-- DEINE AUFGABE --
Führe bitte den Text über die Ukulele in Kitzingen nach seinem letzten Satz fort.

-- AUSGEWÄHLTER TEXTAUSZUG --
____________________

Kitzingen, ein paar Autobahnminuten östlich Würzburg, ist die bayrische Wahlheimat der Ukulele. Dutzende Instrumente hatte ich dort im Verlauf der Jahre für meine Schüler bestellt. Da lag es nahe, die Menschen einmal persönlich kennenzulernen, deren Handwerk so viele Musikfreunden in aller Welt einen soliden Einstieg oder eine Bereicherung ihres musikalischen Lebensweges verdanken.

____________________

-- AUSGANGSMATERIAL --
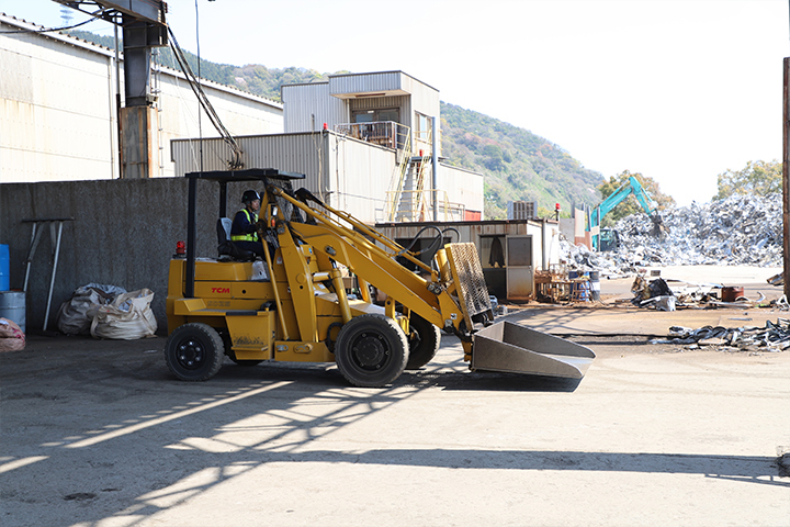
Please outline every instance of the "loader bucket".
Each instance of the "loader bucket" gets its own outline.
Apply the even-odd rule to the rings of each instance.
[[[499,322],[475,333],[470,368],[582,379],[594,358],[586,346]]]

____________________

-- DIE ANTWORT --
Im Juli 2009 besuchte ich auf der Durchreise erstmals Kitzingen, wo die bayrische Ukuleleen-Werkstatt Brüko ihren Sitz hat. Damals lebte ich in der romantischen Vorstellung, die Produktion so kleiner Instrumente könne nur in der Werkstatt stattfinden, die sich in einer Altstadtgasse befindet. Tatsächlich hat das mittelalterlich geprägte Städtchen viele schöne alte Gassen und Häuser. Doch das Familienunternehmen befindet sich in einem Gewerbegebiet am Rande der kleinen Stadt. Dort gibt es dafür um so mehr Platz zur Lagerung des Holzes.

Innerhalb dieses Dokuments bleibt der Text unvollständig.